- **Problem to work on**:
Copy the following lines word for word and number for number.

── Input for this task ──

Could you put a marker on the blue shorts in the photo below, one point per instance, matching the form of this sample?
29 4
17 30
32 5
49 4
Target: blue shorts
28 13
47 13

───

- **Written answer**:
Could you put a marker on the blue shorts in the photo below, one point per instance, matching the form of this sample?
29 4
17 30
32 5
49 4
Target: blue shorts
28 13
47 13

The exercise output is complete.